----- Dataset records
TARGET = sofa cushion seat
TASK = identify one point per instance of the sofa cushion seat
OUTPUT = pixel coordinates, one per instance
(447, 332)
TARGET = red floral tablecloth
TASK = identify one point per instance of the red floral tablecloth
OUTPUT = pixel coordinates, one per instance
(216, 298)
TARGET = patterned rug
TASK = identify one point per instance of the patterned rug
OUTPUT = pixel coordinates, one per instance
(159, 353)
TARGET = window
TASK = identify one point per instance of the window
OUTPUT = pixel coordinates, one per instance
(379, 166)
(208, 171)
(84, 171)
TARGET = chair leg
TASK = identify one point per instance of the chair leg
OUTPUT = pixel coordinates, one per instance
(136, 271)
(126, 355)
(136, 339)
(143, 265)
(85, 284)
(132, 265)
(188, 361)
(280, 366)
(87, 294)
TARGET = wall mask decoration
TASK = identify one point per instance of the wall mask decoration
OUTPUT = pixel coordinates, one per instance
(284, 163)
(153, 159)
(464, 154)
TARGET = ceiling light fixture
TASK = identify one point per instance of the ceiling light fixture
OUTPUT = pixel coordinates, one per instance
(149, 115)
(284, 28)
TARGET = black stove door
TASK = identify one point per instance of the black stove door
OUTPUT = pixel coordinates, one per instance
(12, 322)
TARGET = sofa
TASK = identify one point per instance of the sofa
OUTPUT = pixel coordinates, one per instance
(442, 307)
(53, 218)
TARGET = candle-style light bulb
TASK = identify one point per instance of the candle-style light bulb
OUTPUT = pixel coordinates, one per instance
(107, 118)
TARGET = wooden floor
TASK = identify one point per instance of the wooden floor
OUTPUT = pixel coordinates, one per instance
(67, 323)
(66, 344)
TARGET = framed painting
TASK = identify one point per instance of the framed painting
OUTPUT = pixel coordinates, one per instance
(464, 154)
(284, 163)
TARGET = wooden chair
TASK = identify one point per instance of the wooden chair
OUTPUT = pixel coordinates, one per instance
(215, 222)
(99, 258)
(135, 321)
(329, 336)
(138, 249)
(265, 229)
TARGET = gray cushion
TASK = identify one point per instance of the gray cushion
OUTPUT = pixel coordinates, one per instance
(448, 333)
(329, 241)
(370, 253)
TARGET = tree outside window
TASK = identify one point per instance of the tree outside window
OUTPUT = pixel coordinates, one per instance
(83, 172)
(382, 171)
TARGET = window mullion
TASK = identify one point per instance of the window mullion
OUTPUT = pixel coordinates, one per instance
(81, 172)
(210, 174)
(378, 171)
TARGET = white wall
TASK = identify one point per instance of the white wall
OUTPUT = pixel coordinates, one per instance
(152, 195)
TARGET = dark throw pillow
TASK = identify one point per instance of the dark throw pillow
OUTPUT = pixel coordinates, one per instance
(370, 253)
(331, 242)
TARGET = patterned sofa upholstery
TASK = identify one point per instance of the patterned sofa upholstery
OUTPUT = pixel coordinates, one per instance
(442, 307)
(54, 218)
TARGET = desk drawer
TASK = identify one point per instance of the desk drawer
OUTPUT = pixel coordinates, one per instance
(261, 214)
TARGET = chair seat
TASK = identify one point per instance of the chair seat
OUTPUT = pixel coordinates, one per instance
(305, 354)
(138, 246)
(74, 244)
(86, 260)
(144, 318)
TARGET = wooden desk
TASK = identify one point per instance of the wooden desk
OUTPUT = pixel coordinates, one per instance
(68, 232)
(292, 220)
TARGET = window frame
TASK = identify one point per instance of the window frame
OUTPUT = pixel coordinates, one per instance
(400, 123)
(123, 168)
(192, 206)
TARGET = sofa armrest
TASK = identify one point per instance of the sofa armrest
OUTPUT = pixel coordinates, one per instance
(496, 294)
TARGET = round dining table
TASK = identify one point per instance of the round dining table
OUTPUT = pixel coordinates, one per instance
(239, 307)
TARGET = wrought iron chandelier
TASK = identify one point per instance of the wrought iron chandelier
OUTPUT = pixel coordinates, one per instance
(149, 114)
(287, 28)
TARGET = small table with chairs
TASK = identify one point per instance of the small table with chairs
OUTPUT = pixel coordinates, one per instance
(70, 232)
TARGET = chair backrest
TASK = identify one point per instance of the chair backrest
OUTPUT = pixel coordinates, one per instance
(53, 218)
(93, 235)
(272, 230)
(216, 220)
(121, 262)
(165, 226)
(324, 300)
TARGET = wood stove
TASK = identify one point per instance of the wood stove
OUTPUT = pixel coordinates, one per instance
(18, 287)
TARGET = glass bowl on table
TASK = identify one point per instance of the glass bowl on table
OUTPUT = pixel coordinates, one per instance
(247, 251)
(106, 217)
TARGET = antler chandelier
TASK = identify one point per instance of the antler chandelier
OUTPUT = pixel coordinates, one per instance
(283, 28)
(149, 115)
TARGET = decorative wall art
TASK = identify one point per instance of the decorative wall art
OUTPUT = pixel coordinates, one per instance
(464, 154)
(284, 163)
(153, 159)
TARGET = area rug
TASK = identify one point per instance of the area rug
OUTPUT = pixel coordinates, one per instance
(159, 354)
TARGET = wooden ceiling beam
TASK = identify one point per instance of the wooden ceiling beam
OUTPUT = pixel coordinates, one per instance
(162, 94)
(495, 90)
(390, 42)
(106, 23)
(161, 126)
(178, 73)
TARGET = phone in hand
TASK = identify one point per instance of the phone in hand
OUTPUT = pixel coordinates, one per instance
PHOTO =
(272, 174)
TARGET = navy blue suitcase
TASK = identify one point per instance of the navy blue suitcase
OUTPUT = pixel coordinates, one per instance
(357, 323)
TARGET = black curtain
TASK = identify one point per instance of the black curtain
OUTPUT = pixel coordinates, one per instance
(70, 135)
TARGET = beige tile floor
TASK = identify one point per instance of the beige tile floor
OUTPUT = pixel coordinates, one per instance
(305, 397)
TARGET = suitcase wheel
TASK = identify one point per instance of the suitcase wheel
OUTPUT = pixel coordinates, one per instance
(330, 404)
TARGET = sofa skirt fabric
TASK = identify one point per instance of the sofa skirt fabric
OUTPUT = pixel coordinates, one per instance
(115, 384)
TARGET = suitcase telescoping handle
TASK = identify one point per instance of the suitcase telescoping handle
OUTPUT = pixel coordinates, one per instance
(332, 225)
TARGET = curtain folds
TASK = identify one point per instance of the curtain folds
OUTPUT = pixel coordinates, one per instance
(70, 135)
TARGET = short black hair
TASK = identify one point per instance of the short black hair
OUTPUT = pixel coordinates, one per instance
----------
#### [Task prompt]
Render the listing lines from the line with "TARGET = short black hair" through the end of the listing as a Markdown table with the columns Row and Line, leaving out blank lines.

#### [Solution to this task]
| Row | Line |
|---|---|
| 1 | TARGET = short black hair |
| 2 | TASK = identify one point per instance of the short black hair |
| 3 | OUTPUT = pixel coordinates, one per instance |